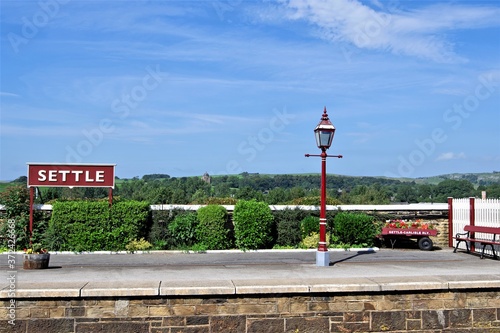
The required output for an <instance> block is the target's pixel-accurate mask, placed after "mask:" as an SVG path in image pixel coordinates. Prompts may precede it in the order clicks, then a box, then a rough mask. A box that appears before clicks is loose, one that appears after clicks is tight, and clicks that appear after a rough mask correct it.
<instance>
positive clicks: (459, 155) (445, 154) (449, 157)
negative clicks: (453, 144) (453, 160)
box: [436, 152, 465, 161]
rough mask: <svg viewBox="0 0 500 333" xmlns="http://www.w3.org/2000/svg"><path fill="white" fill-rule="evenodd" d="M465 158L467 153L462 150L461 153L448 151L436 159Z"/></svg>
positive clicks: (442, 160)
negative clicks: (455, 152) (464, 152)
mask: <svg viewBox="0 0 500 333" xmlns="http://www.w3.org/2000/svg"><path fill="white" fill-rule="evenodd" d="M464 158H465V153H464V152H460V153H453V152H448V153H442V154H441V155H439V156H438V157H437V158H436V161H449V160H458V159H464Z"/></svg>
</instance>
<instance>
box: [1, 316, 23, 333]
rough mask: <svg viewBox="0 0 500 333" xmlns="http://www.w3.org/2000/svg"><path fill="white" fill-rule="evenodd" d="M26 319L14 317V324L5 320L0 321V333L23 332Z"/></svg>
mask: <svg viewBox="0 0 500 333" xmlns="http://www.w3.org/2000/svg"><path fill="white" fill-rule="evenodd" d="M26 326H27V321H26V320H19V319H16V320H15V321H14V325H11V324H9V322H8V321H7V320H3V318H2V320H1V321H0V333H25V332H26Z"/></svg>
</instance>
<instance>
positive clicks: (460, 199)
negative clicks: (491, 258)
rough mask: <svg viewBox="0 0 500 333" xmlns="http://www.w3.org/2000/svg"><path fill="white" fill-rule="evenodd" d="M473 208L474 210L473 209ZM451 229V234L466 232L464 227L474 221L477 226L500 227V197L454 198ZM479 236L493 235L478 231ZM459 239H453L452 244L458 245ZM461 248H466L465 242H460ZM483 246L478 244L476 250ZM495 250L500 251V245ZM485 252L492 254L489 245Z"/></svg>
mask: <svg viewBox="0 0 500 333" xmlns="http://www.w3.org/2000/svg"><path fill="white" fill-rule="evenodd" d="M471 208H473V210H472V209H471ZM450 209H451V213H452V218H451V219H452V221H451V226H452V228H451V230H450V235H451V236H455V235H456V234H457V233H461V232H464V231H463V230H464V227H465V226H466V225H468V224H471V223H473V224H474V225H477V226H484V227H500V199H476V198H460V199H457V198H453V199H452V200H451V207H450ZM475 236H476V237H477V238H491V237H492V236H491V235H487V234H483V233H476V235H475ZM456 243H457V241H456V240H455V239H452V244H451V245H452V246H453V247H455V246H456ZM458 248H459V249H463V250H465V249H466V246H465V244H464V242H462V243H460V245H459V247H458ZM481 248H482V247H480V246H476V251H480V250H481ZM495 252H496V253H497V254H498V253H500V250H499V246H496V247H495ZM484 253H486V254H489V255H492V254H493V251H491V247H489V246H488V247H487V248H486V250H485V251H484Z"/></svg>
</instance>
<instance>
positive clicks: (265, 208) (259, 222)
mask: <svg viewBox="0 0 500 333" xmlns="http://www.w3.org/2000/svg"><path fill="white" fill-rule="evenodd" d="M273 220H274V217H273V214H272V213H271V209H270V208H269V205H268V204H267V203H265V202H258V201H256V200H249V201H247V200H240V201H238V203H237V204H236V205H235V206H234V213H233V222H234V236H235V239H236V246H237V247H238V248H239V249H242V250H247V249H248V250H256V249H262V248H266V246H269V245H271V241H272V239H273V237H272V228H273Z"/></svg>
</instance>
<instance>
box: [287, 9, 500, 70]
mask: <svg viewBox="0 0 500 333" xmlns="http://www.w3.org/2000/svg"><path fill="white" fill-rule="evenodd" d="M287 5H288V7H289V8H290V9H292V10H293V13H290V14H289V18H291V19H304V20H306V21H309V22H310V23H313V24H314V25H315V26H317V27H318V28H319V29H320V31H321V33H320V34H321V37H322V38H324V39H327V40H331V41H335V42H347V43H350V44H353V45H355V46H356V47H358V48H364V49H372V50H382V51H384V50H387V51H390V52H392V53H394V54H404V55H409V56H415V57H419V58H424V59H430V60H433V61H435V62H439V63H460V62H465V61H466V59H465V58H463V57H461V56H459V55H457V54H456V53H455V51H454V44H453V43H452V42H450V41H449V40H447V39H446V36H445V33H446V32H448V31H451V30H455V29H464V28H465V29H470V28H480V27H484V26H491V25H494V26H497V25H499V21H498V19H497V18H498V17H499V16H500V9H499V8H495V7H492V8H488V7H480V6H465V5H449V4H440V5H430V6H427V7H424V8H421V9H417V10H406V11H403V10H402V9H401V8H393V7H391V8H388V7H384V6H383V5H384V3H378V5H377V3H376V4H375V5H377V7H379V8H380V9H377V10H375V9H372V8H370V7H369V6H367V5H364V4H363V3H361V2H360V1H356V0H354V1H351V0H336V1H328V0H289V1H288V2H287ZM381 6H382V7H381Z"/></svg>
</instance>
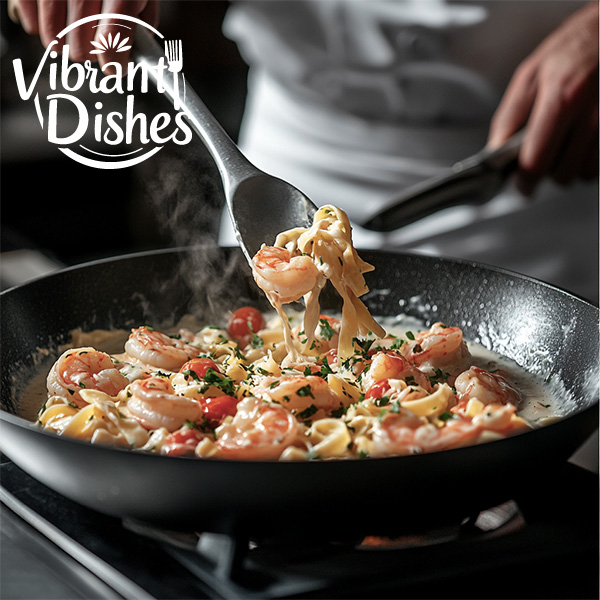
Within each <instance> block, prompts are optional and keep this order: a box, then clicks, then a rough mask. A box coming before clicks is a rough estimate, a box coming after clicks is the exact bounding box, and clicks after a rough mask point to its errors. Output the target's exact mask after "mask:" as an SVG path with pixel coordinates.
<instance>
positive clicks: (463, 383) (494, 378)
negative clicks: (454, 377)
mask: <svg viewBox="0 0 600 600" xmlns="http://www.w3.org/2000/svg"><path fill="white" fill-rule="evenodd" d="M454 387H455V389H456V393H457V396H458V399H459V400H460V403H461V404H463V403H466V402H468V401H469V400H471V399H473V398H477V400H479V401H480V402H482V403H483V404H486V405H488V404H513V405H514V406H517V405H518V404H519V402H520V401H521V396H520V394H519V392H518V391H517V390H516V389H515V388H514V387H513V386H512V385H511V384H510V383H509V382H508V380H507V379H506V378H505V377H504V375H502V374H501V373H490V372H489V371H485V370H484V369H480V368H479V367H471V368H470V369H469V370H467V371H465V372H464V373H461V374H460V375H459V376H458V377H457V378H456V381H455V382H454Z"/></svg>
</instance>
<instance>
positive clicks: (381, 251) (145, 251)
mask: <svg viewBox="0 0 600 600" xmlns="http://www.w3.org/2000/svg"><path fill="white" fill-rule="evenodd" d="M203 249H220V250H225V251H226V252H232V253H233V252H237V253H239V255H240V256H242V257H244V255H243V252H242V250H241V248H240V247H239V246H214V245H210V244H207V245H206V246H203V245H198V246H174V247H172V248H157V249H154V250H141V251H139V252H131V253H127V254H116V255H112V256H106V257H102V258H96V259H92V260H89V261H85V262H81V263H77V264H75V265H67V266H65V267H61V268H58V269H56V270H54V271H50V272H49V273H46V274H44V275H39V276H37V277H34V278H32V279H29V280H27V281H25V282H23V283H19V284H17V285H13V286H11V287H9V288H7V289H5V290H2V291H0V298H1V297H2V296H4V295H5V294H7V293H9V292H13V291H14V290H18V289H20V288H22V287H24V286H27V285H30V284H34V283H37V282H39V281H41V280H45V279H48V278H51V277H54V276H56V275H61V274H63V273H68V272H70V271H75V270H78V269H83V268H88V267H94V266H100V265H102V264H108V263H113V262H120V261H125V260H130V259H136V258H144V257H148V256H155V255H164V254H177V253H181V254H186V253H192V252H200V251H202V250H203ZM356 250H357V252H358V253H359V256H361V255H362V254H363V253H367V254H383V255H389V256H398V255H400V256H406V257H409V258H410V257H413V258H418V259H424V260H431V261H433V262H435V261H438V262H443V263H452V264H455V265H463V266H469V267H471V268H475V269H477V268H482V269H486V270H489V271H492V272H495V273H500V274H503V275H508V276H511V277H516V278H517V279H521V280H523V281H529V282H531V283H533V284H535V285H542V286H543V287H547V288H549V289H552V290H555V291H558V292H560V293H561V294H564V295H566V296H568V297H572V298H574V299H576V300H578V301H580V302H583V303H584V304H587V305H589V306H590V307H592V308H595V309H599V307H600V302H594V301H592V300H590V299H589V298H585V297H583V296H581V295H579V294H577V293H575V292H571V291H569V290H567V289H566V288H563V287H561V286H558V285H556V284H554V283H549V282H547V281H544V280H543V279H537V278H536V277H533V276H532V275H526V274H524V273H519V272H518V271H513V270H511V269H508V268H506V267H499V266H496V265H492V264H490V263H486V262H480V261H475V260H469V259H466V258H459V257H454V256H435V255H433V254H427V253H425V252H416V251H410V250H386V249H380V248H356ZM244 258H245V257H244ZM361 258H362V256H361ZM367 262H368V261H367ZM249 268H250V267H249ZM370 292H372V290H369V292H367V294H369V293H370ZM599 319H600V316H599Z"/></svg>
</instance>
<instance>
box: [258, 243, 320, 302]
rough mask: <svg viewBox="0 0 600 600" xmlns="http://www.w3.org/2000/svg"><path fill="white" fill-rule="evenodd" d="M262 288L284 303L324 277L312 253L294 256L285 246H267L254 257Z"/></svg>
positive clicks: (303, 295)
______________________________
DIRECTIONS: In the listing above, find the line containing "box: [436, 152, 465, 161]" and the line containing "box: [1, 316, 23, 333]". Output them and every line between, exactly, and nothing else.

RESULT:
box: [436, 152, 465, 161]
rough mask: <svg viewBox="0 0 500 333" xmlns="http://www.w3.org/2000/svg"><path fill="white" fill-rule="evenodd" d="M465 158L467 153L462 150L461 153L448 151L436 159Z"/></svg>
positive clicks: (442, 160)
negative clicks: (455, 152) (464, 152)
mask: <svg viewBox="0 0 500 333" xmlns="http://www.w3.org/2000/svg"><path fill="white" fill-rule="evenodd" d="M464 158H465V153H464V152H460V153H453V152H448V153H442V154H441V155H439V156H438V157H437V158H436V161H449V160H458V159H464Z"/></svg>
</instance>
<instance>
box: [1, 316, 23, 333]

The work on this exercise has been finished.